— Requirement —
Please continue the fallout remover forum thread, picking up right after its final line.

I'll probably end up getting IronX until I get the hang of approx how often I need to do the car, or to do a smaller section to get an idea of whether it needs doing, and then actually decontaminate using the AS stuff as it's cheaper


----------



## daipower (Apr 26, 2012)

can someone tell me what exactly fall out remover does, I am new to all this.

thanks
Dai


----------



## OGGYsri (May 12, 2010)

It remove iron particles from your cars paint and wheels.


----------



## B17BLG (Jun 26, 2012)

great test thanks


----------



## Pezza4u (Jun 7, 2007)

Good test :thumb:

I used my first fallout remover product (Decon Gel) over the weekend and was shocked at what it removed from some wheels. The problem is a litre bottle won't last that long so have been looking at the AS version.

What kind of price does the rep charge for this?


----------



## jlw41 (Jun 5, 2011)

£9 for 5L of fallout remover from my rep. Then diluted up to 3:1 :thumb: bargain in my book


----------



## Nally (May 30, 2012)

jlw41 said:


> £9 for 5L of fallout remover from my rep. Then diluted up to 3:1 :thumb: bargain in my book


Would like to see a wheel test on old fall out


----------



## TopSport+ (Jul 22, 2012)

good test mate


----------



## TJenkos (May 6, 2009)

EDIT: Using the new tapatalk 2, didnt realise there were 2 pages!

— Records supplied —
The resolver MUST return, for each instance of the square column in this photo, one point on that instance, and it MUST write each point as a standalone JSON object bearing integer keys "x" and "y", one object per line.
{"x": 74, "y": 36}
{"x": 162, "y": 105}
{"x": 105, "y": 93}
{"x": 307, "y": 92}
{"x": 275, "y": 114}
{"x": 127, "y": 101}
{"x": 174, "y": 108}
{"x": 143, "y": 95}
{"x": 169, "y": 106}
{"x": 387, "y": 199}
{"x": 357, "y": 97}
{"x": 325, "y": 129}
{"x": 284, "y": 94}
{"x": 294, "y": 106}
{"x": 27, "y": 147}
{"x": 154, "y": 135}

— Written response —
Always wondered this, shall give it a go!


----------



## Yellow Dave (Apr 5, 2011)

Take a look at the pictures on the first page, a good insight into their performance


----------



## Nally (May 30, 2012)

This acid ?


----------



## sitalchauhan (Mar 10, 2012)

Nally said:


> This acid ?


Oxalic and citric acid, both chemicals very commonly used in fallout and rust removal products. Even though it contains acid, it is perfectly safe and does not damage trim or plastics if you use it correctly (dont let it dry and rinse it off thoroughly)


----------



## Nally (May 30, 2012)

sitalchauhan said:


> Oxalic and citric acid, both chemicals very commonly used in fallout and rust removal products. Even though it contains acid, it is perfectly safe and does not damage trim or plastics if you use it correctly (dont let it dry and rinse it off thoroughly)


Dose korrosol / auto wheels have this acid ?


----------



## AllenF (Aug 20, 2012)

Mmmmmmm fallout remover
Could stop you argueing with someone
Could remove contaminates from the paint
Could be a waste of time.
Could be another fad like grit guards.
Never really seen the point of it on regular motors. Only on certain motors from certain enviroments. Like next to railway lines welders etc


----------



## sitalchauhan (Mar 10, 2012)

Nally said:


> Dose korrosol / auto wheels have this acid ?


Bilt hamber website states that auto wheel is non-acidoc and non-alkaline.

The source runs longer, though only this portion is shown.